Given entries Start Marker
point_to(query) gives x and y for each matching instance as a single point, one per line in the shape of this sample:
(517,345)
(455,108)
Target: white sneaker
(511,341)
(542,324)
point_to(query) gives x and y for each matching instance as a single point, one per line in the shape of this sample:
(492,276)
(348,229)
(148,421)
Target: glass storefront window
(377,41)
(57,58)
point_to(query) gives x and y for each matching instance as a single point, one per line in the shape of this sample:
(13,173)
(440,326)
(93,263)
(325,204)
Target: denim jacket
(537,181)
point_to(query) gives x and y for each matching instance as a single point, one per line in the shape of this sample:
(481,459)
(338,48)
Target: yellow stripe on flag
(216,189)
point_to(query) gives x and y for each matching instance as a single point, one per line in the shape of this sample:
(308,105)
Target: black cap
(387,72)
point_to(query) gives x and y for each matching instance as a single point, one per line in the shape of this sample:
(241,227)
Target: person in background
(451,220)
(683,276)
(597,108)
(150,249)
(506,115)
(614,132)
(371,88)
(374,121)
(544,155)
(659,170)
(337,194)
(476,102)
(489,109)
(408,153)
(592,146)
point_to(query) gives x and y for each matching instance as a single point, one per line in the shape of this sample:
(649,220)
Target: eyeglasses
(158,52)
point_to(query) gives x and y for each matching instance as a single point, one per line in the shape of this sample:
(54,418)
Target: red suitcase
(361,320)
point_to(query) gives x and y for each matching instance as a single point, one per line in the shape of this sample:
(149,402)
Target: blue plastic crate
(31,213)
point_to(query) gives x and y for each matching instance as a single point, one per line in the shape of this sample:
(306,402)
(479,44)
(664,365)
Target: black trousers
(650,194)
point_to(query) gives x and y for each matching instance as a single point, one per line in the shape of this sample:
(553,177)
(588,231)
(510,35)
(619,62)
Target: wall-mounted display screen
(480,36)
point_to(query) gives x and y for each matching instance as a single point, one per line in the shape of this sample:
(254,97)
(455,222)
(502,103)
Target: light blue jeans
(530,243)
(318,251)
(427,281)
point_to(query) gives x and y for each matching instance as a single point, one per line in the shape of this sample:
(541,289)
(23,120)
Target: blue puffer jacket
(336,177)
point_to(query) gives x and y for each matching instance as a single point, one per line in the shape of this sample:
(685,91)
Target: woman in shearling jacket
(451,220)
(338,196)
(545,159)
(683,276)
Given entries End Marker
▸ **Prompt**:
The required output is the complete set of records, reproduced exactly.

▸ **Output below**:
point_to(query) gives x and y for each matching instance as a single point, one per line in the shape of this sample:
(517,345)
(455,108)
Target: white sneaker
(511,341)
(542,324)
point_to(query) gives x and y for each matching instance as a single point, one per line in the shape of this sample:
(492,276)
(348,229)
(148,421)
Target: glass storefront window
(377,41)
(57,58)
point_to(query) gives x and y for each matching instance as a single point, one per line in the shape of this sample:
(13,173)
(440,326)
(93,263)
(325,204)
Target: denim jacket
(537,181)
point_to(query) gives x and y for each matching instance as a single point, one per line in the shape of this sample:
(481,459)
(338,48)
Target: yellow stripe on flag
(216,189)
point_to(query) gives x and y for each matching instance as a single point, one per line in the shape of this sample:
(308,105)
Target: black cap
(387,72)
point_to(query) gives x and y for each matching instance as a single point, one per line in the shape of this sample:
(241,227)
Target: person in background
(451,220)
(683,276)
(597,108)
(150,249)
(506,115)
(614,132)
(371,88)
(374,121)
(544,155)
(659,170)
(337,194)
(476,102)
(489,109)
(408,153)
(592,146)
point_to(query) gives x and y for each matching instance as a single point, one per line in the shape of this sample:
(649,220)
Target: eyeglasses
(158,52)
point_to(query) gives x and y for each matching instance as a single point, one per line in the shape of this sample:
(54,418)
Target: red suitcase
(361,320)
point_to(query) gives x and y for each matching instance as a single point, one per line in the shape of this sample:
(149,402)
Target: blue plastic crate
(31,213)
point_to(query) gives x and y for each matching instance as a single point, one per line in the shape of this sample:
(306,402)
(479,44)
(664,365)
Target: black trousers
(650,194)
point_to(query) gives x and y for each matching instance as a single point, one per line in the shape of this sample:
(553,177)
(588,231)
(510,35)
(619,62)
Target: wall-mounted display screen
(480,36)
point_to(query) gives x and y for each matching instance as a single point, one per line in the shape of this sample:
(254,97)
(455,222)
(502,103)
Target: light blue jeans
(530,243)
(318,251)
(427,281)
point_to(query) gives x and y for each matching instance as a single point, one per line in the shape of this sample:
(541,289)
(23,120)
Target: blue puffer jacket
(336,177)
point_to(query) gives x and y for each matching instance as a single point, one per line in the shape of this sample:
(685,91)
Target: woman in shearling jacket
(451,220)
(338,196)
(545,159)
(683,276)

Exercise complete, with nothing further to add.